> _Task_
Please identify every line in the listing below that contains the string "each", with case counting, and copy those lines in full.

____

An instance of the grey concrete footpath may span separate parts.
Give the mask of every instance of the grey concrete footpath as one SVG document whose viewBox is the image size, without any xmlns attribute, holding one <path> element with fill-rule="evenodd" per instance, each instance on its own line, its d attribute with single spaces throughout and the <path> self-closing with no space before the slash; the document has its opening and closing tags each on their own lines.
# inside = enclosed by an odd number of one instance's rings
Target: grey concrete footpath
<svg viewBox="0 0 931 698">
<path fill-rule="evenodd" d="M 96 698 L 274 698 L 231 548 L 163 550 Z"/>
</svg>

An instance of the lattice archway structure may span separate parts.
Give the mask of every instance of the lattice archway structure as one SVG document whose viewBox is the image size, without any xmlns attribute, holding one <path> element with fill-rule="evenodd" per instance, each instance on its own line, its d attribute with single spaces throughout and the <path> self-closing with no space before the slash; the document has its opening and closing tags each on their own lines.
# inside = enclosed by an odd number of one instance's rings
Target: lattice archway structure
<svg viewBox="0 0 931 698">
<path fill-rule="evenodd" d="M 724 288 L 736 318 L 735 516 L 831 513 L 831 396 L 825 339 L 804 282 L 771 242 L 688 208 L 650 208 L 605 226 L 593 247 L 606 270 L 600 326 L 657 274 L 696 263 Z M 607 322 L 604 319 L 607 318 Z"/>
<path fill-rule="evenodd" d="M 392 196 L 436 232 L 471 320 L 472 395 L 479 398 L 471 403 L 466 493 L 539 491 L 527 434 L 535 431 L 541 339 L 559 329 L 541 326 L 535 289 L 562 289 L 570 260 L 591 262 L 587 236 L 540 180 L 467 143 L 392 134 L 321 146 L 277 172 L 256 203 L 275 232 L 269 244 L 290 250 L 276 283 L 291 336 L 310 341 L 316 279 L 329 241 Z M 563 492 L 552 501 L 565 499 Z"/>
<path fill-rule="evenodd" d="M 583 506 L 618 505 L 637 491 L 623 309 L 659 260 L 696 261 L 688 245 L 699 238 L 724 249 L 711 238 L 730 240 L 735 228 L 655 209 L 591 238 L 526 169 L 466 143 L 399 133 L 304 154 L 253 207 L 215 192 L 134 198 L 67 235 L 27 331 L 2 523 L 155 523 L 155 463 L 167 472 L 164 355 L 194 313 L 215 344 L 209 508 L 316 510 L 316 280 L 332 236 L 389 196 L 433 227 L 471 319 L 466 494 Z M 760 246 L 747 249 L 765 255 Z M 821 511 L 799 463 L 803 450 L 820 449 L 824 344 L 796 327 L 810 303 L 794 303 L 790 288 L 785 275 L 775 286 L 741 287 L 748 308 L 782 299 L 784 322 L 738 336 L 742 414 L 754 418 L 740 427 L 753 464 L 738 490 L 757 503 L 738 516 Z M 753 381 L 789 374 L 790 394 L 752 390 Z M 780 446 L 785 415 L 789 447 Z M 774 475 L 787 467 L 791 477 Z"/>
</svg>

____

> _Worked answer_
Give the mask of every instance of the grey concrete footpath as one SVG document whose viewBox is the image size, without any xmlns attribute, holding one <path> element with fill-rule="evenodd" per instance, each instance on its own line, its d attribute with single spaces throughout and the <path> self-closing with no space before the slash; the document has its opening and closing tags each on their own lines.
Give the mask of every instance of the lattice archway structure as one SVG document whose viewBox is the image size, without any xmlns attribute, holding one <path> element with fill-rule="evenodd" per instance, each instance on its own line, its d attribute with single spaces throughout and the <path> self-closing with no space before the slash; the document has its opening and closing tags each on their own lines.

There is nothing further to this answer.